§ **Written exercise**:
Carry the forum thread on Solr JMX and Cacti forward, picking up right after its last line.

§ **Given text**:
Solr JMX and Cacti

2009-07-20 Thread Edward Capriolo
Hey all,

We have several deployments of Solr across our enterprise. Our largest
one is a several GB and when enough documents are added an OOM
exception is occurring.

To debug this problem I have enable JMX. My goal is to write some
cacti templates similar to the ones I have done for hadoop.
http://www.jointhegrid.com/hadoop/. The only cacti template for solr I
have found is old, broken and is using curl and PHP to try and read
the values off the web interface. I have a few general
questions/comments and also would like to know how others are dealing
with this.

1) SNMP has counters/gauges. With JMX it is hard to know what a
variable is without watching it for a while. Some fields are obvious,
(total_x) (cumulative_x) it is worth wild to add some notes in the
MBEAN info to say works like counter works like gauge. This way a
network engineer like me does not have to go code surfing to figure
out how to graph them.

 Has anyone written up a list of what the attributes are, types, and
what they mean?

2) The values that are not counter style I am assuming are sampled,
what is the sampling rate and is it adjustable?

Any tips are helpful. Thank you,


Re: Solr JMX and Cacti

2009-07-20 Thread Ryan McKinley


On Jul 20, 2009, at 8:47 AM, Edward Capriolo wrote:


Hey all,

We have several deployments of Solr across our enterprise. Our largest
one is a several GB and when enough documents are added an OOM
exception is occurring.

To debug this problem I have enable JMX. My goal is to write some
cacti templates similar to the ones I have done for hadoop.
http://www.jointhegrid.com/hadoop/. The only cacti template for solr I
have found is old, broken and is using curl and PHP to try and read
the values off the web interface. I have a few general
questions/comments and also would like to know how others are dealing
with this.

1) SNMP has counters/gauges. With JMX it is hard to know what a
variable is without watching it for a while. Some fields are obvious,
(total_x) (cumulative_x) it is worth wild to add some notes in the
MBEAN info to say works like counter works like gauge. This way a
network engineer like me does not have to go code surfing to figure
out how to graph them.

Has anyone written up a list of what the attributes are, types, and
what they mean?

2) The values that are not counter style I am assuming are sampled,
what is the sampling rate and is it adjustable?

§ **Recorded data**:
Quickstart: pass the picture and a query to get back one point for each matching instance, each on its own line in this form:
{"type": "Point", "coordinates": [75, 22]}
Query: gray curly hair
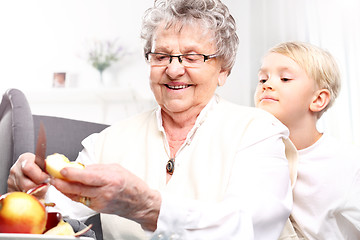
{"type": "Point", "coordinates": [212, 14]}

§ **Reply to the exercise**:
Any tips are helpful. Thank you,


Check:
http://svn.apache.org/repos/asf/lucene/solr/trunk/src/java/org/apache/solr/handler/RequestHandlerBase.java

For cacti, you should probably ignore the two 'rate' based  
calculations as they are just derivatives:
lst.add(avgTimePerRequest, (float) totalTime / (float)  
this.numRequests); lst.add(avgRequestsPerSecond, (float)  
numRequests*1000 / (float)(System.currentTimeMillis()-handlerStart));






Re: Solr JMX and Cacti

2009-07-20 Thread Edward Capriolo
On Mon, Jul 20, 2009 at 12:31 PM, Ryan McKinleyryan...@gmail.com wrote:

 On Jul 20, 2009, at 9:16 AM, Edward Capriolo wrote:

 On Mon, Jul 20, 2009 at 11:53 AM, Ryan McKinleyryan...@gmail.com wrote:

 On Jul 20, 2009, at 8:47 AM, Edward Capriolo wrote:

 Hey all,

 We have several deployments of Solr across our enterprise. Our largest
 one is a several GB and when enough documents are added an OOM
 exception is occurring.

 To debug this problem I have enable JMX. My goal is to write some
 cacti templates similar to the ones I have done for hadoop.
 http://www.jointhegrid.com/hadoop/. The only cacti template for solr I
 have found is old, broken and is using curl and PHP to try and read
 the values off the web interface. I have a few general
 questions/comments and also would like to know how others are dealing
 with this.

 1) SNMP has counters/gauges. With JMX it is hard to know what a
 variable is without watching it for a while. Some fields are obvious,
 (total_x) (cumulative_x) it is worth wild to add some notes in the
 MBEAN info to say works like counter works like gauge. This way a
 network engineer like me does not have to go code surfing to figure
 out how to graph them.

 Has anyone written up a list of what the attributes are, types, and
 what they mean?

 2) The values that are not counter style I am assuming are sampled,
 what is the sampling rate and is it adjustable?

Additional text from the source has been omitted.